[Opening SUPPLIED RECORDS section]
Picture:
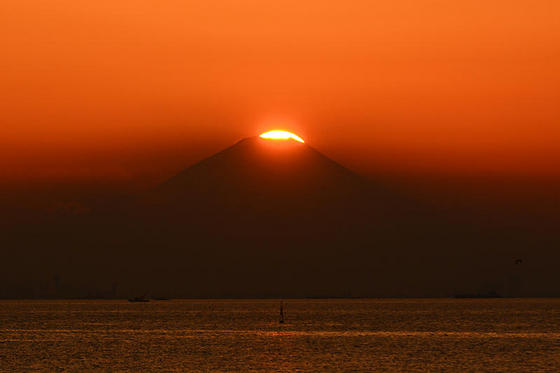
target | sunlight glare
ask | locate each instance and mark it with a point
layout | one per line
(280, 135)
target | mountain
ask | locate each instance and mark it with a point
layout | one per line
(270, 218)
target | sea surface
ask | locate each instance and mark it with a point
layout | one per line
(397, 335)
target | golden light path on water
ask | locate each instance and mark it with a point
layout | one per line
(280, 135)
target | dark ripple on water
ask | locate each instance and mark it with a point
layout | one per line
(490, 335)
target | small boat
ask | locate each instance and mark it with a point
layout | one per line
(139, 299)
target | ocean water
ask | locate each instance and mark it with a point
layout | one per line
(399, 335)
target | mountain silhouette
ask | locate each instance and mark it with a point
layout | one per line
(264, 218)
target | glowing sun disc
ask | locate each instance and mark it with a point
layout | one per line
(281, 135)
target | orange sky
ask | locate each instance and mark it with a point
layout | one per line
(125, 89)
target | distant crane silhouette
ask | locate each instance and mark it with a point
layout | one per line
(281, 321)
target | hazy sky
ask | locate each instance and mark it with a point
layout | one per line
(127, 89)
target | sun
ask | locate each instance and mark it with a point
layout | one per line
(280, 135)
[Closing SUPPLIED RECORDS section]
== YOUR OBJECTIVE ==
Please output the data above exactly as given, omitting every picture.

== ANSWER FOR THIS EXERCISE ==
Picture:
target | sunlight glare
ask | locate each instance and mark it with a point
layout | one per line
(280, 135)
target | mountain
ask | locate each instance and mark it with a point
layout | one per line
(270, 218)
target | sea surface
ask | locate each instance and mark it with a point
layout | one per line
(397, 335)
target | golden light path on water
ask | locate each instance and mark it with a point
layout | one per line
(280, 135)
target | dark ripple on water
ask | locate each instance and mark it with a point
layout | one per line
(490, 335)
target | small boat
ask | locate each instance and mark it with a point
layout | one per line
(139, 299)
target | ocean water
ask | locate each instance and mark it with a point
layout | one per line
(399, 335)
target | mountain silhouette
ask | locate each instance and mark it with a point
layout | one per line
(264, 218)
target | glowing sun disc
ask | locate each instance and mark it with a point
layout | one per line
(281, 135)
target | orange sky
ask | locate each instance and mark it with a point
layout | one per line
(125, 89)
target | distant crane silhouette
ask | locate each instance and mark it with a point
layout | one per line
(281, 321)
target | hazy sky
ask | locate each instance and mark it with a point
layout | one per line
(127, 89)
target | sun
ask | locate each instance and mark it with a point
layout | one per line
(280, 135)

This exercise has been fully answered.